§ EXERCISE
Begin the reply with the line containing "the beach sand" and end it with the final line of the listing, reproducing every line between exactly and adding nothing.

§ EXTRACTED DATA
════

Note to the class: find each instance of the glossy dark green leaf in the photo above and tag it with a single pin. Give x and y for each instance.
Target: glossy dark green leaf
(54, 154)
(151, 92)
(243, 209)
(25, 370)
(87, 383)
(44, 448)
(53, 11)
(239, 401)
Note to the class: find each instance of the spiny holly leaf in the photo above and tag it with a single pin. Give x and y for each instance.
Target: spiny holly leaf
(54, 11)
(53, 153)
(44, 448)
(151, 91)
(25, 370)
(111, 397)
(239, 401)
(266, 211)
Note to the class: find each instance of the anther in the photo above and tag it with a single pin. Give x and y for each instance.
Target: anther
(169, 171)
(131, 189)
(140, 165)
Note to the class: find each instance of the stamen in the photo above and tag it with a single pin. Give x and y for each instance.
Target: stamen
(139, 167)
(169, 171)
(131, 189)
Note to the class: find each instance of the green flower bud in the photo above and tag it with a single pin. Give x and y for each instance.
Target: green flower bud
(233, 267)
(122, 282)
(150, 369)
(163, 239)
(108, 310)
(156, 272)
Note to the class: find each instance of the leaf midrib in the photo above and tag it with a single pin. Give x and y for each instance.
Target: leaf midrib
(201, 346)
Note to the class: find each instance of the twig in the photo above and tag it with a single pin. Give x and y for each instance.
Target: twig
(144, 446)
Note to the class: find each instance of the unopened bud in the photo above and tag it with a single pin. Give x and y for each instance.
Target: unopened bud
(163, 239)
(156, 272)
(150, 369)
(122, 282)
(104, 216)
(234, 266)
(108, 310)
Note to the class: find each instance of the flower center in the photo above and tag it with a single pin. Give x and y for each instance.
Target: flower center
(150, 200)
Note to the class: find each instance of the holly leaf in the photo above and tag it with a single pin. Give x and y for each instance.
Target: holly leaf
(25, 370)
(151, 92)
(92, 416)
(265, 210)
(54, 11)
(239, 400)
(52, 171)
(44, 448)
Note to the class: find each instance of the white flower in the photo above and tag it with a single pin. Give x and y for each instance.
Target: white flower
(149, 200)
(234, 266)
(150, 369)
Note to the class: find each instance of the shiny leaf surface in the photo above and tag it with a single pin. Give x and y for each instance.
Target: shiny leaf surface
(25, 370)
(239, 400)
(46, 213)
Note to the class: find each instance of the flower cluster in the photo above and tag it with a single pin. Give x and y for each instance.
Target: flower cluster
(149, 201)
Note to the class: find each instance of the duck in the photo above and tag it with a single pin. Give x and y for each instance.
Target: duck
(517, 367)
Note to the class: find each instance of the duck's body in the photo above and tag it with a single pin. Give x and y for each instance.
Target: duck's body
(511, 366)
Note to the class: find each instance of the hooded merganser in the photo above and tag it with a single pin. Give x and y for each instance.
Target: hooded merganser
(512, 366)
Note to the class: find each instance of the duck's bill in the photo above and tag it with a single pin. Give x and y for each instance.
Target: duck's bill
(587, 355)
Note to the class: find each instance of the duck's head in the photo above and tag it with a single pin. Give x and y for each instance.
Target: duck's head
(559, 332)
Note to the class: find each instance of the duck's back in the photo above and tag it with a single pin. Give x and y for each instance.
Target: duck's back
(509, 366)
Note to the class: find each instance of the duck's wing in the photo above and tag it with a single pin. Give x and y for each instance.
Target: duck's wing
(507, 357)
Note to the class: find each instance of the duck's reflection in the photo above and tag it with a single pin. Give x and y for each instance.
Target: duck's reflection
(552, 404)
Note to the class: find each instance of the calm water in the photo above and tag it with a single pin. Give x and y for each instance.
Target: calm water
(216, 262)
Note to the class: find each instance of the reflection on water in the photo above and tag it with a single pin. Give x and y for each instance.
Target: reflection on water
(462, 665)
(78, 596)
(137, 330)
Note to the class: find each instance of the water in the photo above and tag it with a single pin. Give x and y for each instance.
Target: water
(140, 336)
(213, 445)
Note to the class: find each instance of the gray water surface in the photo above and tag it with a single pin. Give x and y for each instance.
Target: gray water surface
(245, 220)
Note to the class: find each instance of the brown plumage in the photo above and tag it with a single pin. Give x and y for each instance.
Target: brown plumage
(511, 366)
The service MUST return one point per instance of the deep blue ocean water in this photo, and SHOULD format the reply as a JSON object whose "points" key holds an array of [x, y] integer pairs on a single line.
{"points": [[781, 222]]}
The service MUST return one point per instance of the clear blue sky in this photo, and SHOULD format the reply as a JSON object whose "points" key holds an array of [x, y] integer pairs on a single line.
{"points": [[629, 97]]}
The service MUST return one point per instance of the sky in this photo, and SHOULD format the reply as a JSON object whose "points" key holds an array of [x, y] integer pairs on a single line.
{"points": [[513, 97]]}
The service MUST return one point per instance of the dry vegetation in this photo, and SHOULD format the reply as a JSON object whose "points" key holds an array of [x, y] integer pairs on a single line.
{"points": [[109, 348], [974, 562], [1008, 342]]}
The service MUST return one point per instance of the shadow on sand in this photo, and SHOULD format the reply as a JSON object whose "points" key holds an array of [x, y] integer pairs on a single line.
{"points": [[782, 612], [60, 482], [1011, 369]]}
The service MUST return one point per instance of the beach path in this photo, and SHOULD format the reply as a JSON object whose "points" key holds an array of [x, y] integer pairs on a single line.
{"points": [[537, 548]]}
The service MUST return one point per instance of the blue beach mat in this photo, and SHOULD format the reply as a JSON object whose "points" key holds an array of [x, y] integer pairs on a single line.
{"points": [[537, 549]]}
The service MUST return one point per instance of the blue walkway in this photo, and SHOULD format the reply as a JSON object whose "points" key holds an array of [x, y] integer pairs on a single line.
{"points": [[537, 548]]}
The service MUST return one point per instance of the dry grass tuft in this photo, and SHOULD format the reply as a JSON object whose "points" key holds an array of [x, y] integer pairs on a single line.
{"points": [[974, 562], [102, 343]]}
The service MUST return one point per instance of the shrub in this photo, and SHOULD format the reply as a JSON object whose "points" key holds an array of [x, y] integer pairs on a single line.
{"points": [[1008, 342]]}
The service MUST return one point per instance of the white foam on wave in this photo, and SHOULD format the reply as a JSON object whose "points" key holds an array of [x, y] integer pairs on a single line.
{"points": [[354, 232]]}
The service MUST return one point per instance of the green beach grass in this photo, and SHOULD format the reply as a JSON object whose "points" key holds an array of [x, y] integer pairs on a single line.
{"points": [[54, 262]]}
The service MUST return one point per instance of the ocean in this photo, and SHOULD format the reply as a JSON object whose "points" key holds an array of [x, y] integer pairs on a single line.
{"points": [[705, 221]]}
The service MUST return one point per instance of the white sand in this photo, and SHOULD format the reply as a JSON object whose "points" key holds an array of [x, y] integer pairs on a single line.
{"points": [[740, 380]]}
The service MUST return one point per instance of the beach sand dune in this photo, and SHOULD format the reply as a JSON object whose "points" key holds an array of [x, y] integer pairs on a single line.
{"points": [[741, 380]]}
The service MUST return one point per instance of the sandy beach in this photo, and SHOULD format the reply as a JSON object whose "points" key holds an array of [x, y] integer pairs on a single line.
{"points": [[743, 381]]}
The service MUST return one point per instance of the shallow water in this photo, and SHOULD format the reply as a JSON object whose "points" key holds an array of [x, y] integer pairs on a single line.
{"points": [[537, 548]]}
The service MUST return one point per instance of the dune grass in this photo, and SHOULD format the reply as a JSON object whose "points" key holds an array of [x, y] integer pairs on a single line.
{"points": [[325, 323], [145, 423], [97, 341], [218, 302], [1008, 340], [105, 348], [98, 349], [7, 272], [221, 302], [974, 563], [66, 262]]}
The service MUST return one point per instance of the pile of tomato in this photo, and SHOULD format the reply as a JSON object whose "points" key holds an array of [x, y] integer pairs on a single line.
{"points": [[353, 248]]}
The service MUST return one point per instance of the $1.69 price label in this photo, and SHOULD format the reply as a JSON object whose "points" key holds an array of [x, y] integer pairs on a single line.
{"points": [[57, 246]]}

════

§ EXERCISE RESPONSE
The service MUST return one point per instance of the beach sand dune in this photo, and SHOULD format the reply as a JSON object whose "points" key holds an array of [x, y] integer pairs on a single line.
{"points": [[741, 380]]}
The service MUST return one point per instance of the sandy beach in this photo, and SHOULD format the reply as a JSON object whose "points" key holds an array of [x, y] integer pairs on a single line.
{"points": [[743, 381]]}
The service MUST return one point per instance of the shallow water in this photo, and SHOULD format the reply as a JSON object whose "points" key holds an array of [x, y] integer pairs on a single line.
{"points": [[537, 548]]}
The service MUST return one point per instance of the dune grass in this photo, and SHOULD format the reply as a JSON object whose "points" key holds an array of [x, y] integer pairs on a single line.
{"points": [[325, 323], [145, 423], [97, 341], [218, 302], [1008, 340], [105, 348], [98, 349], [7, 272], [221, 302], [974, 563], [66, 262]]}
The service MUST return one point per instance of the pile of tomato in this photo, and SHOULD format the reply as a JSON object whose "points" key holds an array of [x, y] integer pairs on a single line.
{"points": [[353, 248]]}
The service MUST return one point per instance of the $1.69 price label in this photo, and SHOULD format the reply as a JSON object whose "points" key holds an array of [x, y] integer pairs on a single line.
{"points": [[57, 246]]}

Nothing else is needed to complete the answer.